-- QUESTIONS TO ANSWER --
a: Reproduce the portion of the Air Canada turbulence report between "Air Canada Flight 33, which" and "responders had gathered.", inclusive.
b: In the Air Canada turbulence report, what city had Flight 33 taken off from?

-- PASSAGE --
==============================
An Air Canada flight headed to Sydney in Australia was diverted to Honolulu on Thursday after turbulence injured dozens of people aboard.
Air Canada Flight 33, which had taken off from Vancouver, was about two hours past Hawaii when it flew into “sudden” rough air, airline officials said, according to Hawaii News Now. The plane landed at the Daniel K. Inouye International Airport at 6:45 a.m. local time where emergency responders had gathered.
“We hit turbulence and we all hit the roof and everything fell down, and stuff … people went flying,” a passenger named Jess Smith told KHON.
Officials said roughly 35 people sustained minor injuries and at least nine were sent to area hospitals.
Some people aboard the flight described a frightening 10 to 15 seconds in which they saw oxygen masks coming down and fellow passengers hitting their heads on the ceiling of the cabin as they were not wearing their seat belts.
==============================
-- EXCERPTED RECORDS --
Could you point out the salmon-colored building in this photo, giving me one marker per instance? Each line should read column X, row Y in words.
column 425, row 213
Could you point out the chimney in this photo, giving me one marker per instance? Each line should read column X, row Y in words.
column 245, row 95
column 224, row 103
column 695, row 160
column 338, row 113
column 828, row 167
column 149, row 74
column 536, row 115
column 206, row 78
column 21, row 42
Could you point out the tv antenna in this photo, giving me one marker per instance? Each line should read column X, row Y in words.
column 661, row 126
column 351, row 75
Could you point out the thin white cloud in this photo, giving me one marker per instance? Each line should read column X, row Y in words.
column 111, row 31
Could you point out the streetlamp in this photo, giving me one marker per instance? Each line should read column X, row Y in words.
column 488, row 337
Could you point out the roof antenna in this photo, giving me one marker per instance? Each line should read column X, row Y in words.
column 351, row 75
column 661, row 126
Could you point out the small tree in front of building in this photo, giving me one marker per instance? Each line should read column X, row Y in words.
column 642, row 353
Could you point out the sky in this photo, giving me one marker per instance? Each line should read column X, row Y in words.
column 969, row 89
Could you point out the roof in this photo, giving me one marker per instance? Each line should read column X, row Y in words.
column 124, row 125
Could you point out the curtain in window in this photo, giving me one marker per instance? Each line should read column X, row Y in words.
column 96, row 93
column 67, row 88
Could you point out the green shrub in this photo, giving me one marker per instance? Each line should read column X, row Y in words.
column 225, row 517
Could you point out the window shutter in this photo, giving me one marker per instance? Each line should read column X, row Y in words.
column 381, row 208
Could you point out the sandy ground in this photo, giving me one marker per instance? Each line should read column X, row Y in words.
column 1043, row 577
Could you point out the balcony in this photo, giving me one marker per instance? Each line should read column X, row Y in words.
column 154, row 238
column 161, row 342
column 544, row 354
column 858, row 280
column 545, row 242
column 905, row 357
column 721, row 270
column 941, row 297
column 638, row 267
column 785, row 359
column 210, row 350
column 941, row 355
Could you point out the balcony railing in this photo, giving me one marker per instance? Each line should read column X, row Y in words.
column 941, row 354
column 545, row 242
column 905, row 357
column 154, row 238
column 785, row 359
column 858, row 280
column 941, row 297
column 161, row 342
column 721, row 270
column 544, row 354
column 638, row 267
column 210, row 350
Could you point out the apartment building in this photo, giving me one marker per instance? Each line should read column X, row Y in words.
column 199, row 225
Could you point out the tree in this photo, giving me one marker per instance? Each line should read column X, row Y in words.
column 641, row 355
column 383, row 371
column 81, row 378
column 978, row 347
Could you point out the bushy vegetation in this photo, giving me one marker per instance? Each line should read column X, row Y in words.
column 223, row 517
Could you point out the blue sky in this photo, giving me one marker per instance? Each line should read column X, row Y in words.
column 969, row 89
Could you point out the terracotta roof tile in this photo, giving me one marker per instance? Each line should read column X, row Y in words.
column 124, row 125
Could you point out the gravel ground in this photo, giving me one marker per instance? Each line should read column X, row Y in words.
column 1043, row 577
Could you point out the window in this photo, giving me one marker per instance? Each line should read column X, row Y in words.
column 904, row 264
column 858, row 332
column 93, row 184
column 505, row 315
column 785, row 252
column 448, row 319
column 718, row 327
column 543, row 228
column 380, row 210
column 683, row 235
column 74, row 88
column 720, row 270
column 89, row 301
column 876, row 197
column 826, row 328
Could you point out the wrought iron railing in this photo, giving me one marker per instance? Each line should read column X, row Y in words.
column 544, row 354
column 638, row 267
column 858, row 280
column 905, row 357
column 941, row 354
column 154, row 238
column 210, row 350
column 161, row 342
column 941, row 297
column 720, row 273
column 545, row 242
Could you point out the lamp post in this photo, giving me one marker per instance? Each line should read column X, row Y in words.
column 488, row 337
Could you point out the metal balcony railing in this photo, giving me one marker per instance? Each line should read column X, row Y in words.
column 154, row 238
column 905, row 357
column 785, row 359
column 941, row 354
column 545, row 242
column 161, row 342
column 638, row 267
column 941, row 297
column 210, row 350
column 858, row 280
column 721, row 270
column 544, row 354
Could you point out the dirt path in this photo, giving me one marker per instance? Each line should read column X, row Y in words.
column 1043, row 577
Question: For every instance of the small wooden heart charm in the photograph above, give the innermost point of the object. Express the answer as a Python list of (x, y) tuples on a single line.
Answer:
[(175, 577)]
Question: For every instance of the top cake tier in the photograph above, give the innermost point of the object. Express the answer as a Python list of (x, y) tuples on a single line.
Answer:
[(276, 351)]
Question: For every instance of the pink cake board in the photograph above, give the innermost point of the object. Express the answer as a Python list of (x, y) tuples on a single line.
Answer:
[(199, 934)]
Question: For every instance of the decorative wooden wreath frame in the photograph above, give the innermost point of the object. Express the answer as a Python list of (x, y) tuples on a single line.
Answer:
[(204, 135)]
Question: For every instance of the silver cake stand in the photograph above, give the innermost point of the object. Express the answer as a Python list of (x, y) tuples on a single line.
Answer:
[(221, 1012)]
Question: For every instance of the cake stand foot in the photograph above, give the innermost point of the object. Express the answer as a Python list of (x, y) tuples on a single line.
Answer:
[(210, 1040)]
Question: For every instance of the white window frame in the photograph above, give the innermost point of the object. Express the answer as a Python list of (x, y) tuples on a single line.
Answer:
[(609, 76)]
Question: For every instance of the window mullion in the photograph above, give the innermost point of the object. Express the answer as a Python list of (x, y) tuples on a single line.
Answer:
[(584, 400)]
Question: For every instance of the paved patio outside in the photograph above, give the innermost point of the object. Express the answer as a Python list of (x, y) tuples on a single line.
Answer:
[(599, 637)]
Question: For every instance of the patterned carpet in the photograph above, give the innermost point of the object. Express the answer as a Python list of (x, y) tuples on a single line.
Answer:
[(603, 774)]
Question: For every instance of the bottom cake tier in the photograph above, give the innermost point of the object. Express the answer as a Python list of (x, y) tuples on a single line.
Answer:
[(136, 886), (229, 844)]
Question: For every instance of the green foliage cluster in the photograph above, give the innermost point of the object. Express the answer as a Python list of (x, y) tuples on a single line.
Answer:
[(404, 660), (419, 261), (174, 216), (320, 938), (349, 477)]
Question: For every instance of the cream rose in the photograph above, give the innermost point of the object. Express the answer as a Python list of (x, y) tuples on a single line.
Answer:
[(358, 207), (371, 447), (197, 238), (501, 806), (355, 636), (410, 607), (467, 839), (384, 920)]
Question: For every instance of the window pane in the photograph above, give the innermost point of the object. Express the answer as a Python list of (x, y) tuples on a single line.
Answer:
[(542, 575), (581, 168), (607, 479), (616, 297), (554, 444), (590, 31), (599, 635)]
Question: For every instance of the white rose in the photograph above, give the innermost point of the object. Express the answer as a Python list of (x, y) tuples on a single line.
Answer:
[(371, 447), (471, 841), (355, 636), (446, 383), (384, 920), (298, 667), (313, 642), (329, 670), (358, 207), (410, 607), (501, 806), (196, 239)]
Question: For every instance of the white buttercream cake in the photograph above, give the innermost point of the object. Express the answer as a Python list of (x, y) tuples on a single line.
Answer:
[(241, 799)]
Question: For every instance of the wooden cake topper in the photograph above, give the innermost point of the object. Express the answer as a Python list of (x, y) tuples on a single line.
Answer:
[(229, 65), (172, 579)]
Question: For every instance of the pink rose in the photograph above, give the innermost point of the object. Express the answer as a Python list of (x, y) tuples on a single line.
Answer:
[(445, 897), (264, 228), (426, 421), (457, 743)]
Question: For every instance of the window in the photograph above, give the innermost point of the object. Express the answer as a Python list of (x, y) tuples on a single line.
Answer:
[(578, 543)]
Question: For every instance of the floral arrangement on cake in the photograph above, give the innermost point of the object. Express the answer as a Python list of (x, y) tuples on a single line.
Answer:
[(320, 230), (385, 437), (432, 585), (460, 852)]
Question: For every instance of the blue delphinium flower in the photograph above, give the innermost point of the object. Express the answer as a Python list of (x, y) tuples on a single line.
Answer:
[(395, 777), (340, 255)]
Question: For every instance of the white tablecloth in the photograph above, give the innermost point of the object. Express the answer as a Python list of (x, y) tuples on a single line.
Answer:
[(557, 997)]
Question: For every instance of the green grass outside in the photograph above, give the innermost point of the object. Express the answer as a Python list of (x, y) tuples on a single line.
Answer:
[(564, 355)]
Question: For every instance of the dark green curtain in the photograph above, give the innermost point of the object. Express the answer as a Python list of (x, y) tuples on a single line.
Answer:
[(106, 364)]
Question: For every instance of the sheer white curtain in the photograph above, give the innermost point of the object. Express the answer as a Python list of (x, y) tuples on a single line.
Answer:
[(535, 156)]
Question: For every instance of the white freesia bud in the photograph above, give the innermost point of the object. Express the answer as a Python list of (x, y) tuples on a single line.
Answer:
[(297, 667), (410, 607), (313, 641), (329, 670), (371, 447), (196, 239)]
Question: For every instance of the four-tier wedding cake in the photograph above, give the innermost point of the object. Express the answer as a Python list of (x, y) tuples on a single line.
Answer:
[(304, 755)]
==============================
-- EXERCISE ANSWERS --
a:
Air Canada Flight 33, which had taken off from Vancouver, was about two hours past Hawaii when it flew into “sudden” rough air, airline officials said, according to Hawaii News Now. The plane landed at the Daniel K. Inouye International Airport at 6:45 a.m. local time where emergency responders had gathered.

b: Vancouver.